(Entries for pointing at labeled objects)
========================================================================

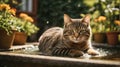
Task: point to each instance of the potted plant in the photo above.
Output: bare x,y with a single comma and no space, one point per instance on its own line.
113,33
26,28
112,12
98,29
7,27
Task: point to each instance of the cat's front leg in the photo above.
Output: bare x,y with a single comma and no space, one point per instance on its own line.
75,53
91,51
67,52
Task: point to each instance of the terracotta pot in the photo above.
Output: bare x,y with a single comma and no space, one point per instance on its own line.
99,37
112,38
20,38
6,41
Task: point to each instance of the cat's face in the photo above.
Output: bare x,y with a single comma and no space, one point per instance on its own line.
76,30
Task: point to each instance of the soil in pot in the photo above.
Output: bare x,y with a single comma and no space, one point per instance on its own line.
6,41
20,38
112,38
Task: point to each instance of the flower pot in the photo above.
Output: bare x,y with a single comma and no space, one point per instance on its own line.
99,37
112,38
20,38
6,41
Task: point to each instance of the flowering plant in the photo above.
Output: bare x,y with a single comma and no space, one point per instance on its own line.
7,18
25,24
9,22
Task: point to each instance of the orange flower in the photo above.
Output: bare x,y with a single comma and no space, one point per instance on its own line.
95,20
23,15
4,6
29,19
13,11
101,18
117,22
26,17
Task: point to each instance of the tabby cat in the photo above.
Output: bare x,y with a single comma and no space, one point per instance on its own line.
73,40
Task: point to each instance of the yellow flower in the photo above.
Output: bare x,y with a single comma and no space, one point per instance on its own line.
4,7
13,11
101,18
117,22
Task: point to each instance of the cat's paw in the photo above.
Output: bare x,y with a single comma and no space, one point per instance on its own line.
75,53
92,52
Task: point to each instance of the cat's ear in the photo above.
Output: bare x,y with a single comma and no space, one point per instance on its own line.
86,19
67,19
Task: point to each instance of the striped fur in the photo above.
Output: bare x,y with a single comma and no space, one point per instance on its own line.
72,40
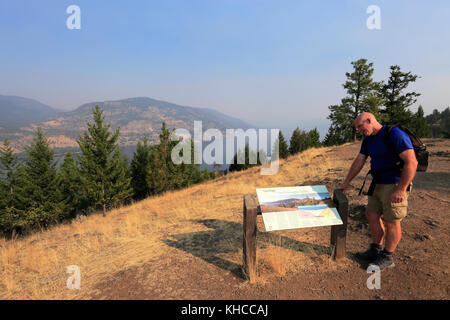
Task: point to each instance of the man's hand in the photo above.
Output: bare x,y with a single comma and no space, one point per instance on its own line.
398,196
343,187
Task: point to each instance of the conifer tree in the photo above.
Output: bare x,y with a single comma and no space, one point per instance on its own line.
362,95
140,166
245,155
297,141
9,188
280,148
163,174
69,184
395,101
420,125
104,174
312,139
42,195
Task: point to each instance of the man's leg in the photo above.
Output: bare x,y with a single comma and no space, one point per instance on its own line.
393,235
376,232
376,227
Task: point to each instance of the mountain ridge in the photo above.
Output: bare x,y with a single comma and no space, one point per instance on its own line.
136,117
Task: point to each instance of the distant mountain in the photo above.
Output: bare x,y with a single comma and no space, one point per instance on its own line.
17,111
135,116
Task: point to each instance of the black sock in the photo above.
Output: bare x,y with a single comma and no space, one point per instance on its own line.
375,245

========================================================================

Exercise aim: Reproduce word for word every line from the one containing "Task: point to each instance of the distant" up to and including the last line of the items.

Answer to the problem:
Task: point to each instance of the distant mountain in the photo above.
Output: bare x,y with a single comma and no space, one point per instance on its own line.
17,111
135,116
Task: point to each instance of the black sock in the photo above.
Output: bare x,y with a single comma and no space, one point per instance on its own line.
375,245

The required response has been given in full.